◆ PROVIDED PASSAGE:
━━━━━━━━━━━━━━━━━━━━

Levels is in beta in the US and coming to the UK soon and it looks like it is positioned to really impact lifestyle for those willing to invest to change their lifestyle. Speaking to Josh Clemente the founder, "Levels is oriented around the process of developing what we call "Metabolic Awareness" - closing the loop between the broad spectrum of daily actions we take and the reactions our bodies experience. In pursuit of this goal we do not provide structured meal or training plans, but rather make recommendations for exploration of the factors that may be driving your responses to your own lifestyle decisions. " That starts to help to put personalised data in our hand. Starting at $399 for the first month and $199 a month afterwards, I think whichever company you go with, this will be a short term investment on tracking what is affecting your metabolic health. Whether you do anything about it is another thing! The levels blog is a phenomenal educational resource for this area. And if you want to understand the worst food that they have tracked, check out this podcast - Hint - it's candy beginning with an S. Reply to me if you need to know.
January.ai is similar but is crunching the data on what might be the best and worst foods for you. In this interview with Noosheen Hashemi, she articulates how the power of machine learning and AI is going to revolutionalise this area. January.ai is earlier stage, although has been around for a bit longer. Last year, Nosheen said this: "We’ve built a multiomic platform where we take data from different sources and predict people’s glycemic response, allowing them to consider their choices before they make them. We pull in data from heart rate monitors and continuous glucose monitors and a 1,000-person clinical study [we conducted] and an atlas of 16 million foods for which, using machine learning, we have derived nutritional values and created nutritional labeling [that didn’t exist previously]. [The idea is to] predict for [customers] what their glycemic response is going to be to any food in our database after just four days of training. They don’t actually have to eat the food to know whether they should eat it or not; our product tells them what their response is going to be."

━━━━━━━━━━━━━━━━━━━━

◆ PROVIDED DATA:
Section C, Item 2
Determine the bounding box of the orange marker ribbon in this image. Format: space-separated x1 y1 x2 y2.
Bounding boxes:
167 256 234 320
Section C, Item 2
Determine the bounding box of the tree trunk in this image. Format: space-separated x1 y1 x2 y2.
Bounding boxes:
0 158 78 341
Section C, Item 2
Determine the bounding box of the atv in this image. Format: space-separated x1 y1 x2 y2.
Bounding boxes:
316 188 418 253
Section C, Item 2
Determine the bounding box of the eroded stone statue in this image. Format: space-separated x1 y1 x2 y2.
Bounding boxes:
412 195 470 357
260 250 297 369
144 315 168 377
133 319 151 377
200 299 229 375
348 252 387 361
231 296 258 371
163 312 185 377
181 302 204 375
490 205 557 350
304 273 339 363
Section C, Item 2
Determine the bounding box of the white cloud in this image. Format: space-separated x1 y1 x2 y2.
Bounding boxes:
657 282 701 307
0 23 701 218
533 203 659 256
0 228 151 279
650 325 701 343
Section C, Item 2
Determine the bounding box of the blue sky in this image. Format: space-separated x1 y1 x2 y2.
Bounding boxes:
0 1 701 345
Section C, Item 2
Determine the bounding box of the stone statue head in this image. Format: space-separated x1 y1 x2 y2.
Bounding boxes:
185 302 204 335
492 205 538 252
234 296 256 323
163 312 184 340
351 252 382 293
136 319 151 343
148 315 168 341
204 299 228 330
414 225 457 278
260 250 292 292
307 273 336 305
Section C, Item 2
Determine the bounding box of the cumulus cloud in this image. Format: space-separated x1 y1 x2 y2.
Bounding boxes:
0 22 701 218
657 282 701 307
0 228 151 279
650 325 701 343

━━━━━━━━━━━━━━━━━━━━

◆ QUESTIONS ON THE MATERIAL:
1. Translate this sentence from the passage on metabolic health trackers into Spanish: "January.ai is similar but is crunching the data on what might be the best and worst foods for you."
2. Extend the passage on metabolic health trackers with the next part, beginning after its final sentence.
The entries have no connection to the passage on metabolic health trackers.

◆ RESPONSES PER TASK:
1. January.ai es similar, pero está procesando los datos sobre cuáles podrían ser los mejores y los peores alimentos para usted.

2.
Why are areas like personalised nutrition and areas such as personalised medicine so interesting? I think it's really because we can take something that inherently something that is commonplace, apply technology, models and data - and transform people's lives. We all know that eating a chocolate bar or snacking at night is bad for us. But going beyond the generic "eat good food, exercise more, sleep 8 hours" mantra allows us to make conscious decisions on our lives, allowing us to live healthier longer lives. That's progress!
Stay Curious,
Onward! - Rahim
PS. I'm super excited for the first Brown (Female) Superhero. Or maybe that was Shah Rukh Khan?